[Start of Document segment]

Do you have a story of making do? Was it by choice or for survival?

Saturday, June 15, 2019

Can You Use Dish Soap to Wash Your Laundry?

Quick Frugal Tip:

Clothesline, Little Girl Dresses, Laundry, Hang

I have spent my grocery budget for the week and I'm out of detergent. The dirty clothes pile was looking very intimidating yesterday. Mainly because the kid had been hoarding his dirty laundry in the closet. I don't have any washing soda or ingredients to whip up my homemade detergent, but I do have a big bottle of Dawn dish soap someone gave me. I don't use that brand for dishwashing. I've mainly been using it to bath the dogs. So I Googled it. Can you use dish soap to wash your clothes? Yes and no. It depends on which type of washing machine you have. After reading several articles, it appears you can use it in a top loading machine but it's not recommended for the fancy front loading machines. One article recommends using 1tsp per size of the load. For a large load, you'd use 3 teaspoons of dish soap. 

Having a giant pile of clothes to wash, I gave it a go this morning, adding 3tsp to the first load. I was worried about excess sudsing but there wasn't any more than usual. After going through the entire wash process and loading them into the dryer, I am happy with the outcome. They are clean and smell fresh, even my son's smelly t-shirts. 

Verdict: the next time you run out of laundry detergent, give it a go in your top loading washer only. 

Monday, June 10, 2019

5 Things to Buy At The Thrift Store (and a couple you should avoid)

Shopping at the thrift store for me is part necessity, part adventure. I always feel like I'm on a treasure hunt. If I find something I need without paying full price for new, I am a happy camper. We have a thrift superstore nearby that I can spend a good two hours exploring, much to my son's frustration. I go there often and I also donate things that I no longer have a use for. It's always amusing when I see something familiar on the shelves.

It's even better when I can make it on one of their super discount days. Certain days of the year they mark everything in the store down by 50% and they mark down certain color-coded tags throughout the year. Most thrift stores also give military and senior discounts. I am so used to thrift store prices that when I go to a store like Target I'm usually in sticker shock. You want how much for a new pair of shorts?

[End of Document segment]

Written instruction: Copy the frugal living blog post starting with "Verdict: the next" and going on through "you should avoid)", swapping "washer" for "washing machine".

[Start of Dataset entries]

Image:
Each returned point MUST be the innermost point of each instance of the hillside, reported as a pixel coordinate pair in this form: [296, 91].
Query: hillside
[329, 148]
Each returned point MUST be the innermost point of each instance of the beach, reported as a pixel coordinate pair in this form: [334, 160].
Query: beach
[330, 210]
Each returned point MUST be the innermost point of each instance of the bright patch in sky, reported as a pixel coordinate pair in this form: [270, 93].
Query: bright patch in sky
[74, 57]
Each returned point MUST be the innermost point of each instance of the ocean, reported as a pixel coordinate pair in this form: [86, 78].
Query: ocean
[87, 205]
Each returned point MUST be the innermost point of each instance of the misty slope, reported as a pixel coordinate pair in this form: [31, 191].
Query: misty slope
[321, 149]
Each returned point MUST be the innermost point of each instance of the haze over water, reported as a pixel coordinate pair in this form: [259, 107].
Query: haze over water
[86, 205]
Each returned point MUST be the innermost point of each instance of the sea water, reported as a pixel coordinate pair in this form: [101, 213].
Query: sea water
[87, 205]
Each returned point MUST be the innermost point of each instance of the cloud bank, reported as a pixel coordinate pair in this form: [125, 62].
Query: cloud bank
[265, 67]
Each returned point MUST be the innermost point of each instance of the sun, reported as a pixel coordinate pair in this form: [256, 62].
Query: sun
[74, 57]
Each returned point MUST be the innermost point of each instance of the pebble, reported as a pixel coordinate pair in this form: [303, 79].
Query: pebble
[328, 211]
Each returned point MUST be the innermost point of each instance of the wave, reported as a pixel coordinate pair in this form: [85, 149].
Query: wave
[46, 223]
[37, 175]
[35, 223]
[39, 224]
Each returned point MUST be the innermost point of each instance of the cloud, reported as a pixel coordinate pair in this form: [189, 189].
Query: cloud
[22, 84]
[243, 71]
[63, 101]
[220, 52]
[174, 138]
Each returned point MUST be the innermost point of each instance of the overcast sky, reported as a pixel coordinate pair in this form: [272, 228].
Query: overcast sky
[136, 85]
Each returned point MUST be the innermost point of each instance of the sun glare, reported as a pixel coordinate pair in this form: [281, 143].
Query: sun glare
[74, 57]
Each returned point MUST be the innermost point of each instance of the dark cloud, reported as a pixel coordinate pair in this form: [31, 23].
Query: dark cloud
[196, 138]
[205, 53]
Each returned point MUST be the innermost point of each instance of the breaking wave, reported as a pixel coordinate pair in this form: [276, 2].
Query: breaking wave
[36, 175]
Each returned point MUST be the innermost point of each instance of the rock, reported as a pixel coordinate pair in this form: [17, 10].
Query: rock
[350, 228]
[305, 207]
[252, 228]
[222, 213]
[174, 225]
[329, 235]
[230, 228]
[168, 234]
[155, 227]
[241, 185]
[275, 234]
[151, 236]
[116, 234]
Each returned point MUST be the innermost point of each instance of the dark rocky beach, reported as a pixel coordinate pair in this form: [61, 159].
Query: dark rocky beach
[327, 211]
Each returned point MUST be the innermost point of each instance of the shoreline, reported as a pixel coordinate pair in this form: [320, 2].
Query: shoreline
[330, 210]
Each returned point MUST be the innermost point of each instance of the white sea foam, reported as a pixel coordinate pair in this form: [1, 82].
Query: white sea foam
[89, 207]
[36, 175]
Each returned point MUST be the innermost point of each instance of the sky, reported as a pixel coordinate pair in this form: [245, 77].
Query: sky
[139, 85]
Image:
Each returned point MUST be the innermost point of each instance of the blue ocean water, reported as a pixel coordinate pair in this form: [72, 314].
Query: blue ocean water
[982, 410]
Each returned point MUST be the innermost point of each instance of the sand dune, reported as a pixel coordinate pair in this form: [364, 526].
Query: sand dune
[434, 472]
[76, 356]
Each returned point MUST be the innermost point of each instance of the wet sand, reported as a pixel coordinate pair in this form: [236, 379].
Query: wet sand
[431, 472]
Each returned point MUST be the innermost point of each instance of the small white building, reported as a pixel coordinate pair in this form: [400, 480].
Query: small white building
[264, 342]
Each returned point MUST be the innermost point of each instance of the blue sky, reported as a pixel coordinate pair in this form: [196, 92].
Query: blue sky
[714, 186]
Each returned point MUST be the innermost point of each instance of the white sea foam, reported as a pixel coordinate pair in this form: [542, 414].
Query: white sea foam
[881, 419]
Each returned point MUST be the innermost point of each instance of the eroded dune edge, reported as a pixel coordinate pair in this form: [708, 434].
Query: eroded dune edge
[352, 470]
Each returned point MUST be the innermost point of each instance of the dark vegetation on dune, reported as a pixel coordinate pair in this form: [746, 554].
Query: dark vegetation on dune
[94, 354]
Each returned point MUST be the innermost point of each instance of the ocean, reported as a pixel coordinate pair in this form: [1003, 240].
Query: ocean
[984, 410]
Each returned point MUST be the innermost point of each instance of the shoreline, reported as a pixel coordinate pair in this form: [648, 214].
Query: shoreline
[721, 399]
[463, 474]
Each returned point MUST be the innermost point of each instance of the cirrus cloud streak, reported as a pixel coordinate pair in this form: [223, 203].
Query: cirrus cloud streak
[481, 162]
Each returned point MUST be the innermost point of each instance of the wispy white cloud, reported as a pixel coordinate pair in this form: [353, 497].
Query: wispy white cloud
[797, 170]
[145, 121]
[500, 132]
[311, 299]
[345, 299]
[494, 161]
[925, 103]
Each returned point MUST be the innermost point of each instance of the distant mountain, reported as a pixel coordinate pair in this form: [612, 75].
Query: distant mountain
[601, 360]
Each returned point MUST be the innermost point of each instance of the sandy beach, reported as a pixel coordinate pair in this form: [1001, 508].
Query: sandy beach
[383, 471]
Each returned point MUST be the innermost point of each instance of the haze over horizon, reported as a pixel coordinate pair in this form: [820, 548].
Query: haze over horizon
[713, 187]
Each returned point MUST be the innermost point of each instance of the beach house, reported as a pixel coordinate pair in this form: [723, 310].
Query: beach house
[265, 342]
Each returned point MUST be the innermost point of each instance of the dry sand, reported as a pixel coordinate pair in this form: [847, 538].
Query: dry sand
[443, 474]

[End of Dataset entries]
[Start of Dataset entries]

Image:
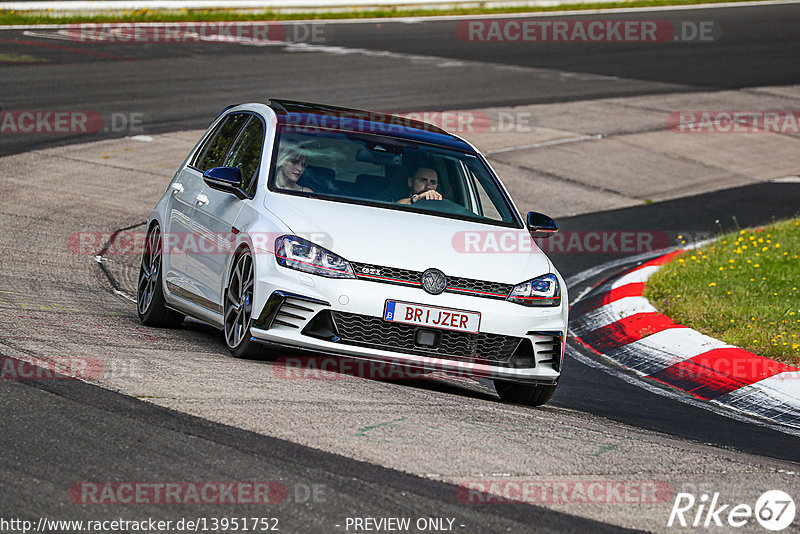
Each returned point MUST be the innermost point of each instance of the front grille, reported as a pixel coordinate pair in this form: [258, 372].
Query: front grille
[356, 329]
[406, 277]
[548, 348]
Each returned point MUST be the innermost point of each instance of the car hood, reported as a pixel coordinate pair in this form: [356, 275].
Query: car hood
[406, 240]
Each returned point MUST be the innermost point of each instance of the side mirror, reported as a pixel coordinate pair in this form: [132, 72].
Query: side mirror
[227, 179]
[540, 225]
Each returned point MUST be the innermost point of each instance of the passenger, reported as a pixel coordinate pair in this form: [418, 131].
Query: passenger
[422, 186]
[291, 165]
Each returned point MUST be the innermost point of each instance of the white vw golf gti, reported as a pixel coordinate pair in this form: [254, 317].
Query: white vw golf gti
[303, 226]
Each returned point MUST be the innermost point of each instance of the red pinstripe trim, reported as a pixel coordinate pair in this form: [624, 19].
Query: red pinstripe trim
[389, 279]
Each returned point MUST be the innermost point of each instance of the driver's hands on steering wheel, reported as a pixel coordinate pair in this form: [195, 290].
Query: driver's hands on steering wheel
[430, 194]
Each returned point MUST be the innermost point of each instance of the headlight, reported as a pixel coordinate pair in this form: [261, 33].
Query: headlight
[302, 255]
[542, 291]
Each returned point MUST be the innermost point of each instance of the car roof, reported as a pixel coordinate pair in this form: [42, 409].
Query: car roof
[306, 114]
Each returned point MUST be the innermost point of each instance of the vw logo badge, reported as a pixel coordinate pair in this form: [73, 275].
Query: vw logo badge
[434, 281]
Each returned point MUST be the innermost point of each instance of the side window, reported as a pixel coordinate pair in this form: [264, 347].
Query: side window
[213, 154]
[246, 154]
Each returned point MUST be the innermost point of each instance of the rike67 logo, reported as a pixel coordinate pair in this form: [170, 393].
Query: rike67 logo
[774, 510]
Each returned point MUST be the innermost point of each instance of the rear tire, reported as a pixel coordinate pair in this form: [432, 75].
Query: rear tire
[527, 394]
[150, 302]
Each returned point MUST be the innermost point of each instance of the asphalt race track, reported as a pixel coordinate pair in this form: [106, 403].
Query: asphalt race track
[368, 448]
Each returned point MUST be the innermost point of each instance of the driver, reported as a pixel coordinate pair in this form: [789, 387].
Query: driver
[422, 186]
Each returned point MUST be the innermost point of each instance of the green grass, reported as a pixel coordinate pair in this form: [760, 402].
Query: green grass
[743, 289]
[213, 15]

[End of Dataset entries]

Output below:
Verdict: the next time you run out of laundry detergent, give it a go in your top loading washing machine only. 

Monday, June 10, 2019

5 Things to Buy At The Thrift Store (and a couple you should avoid)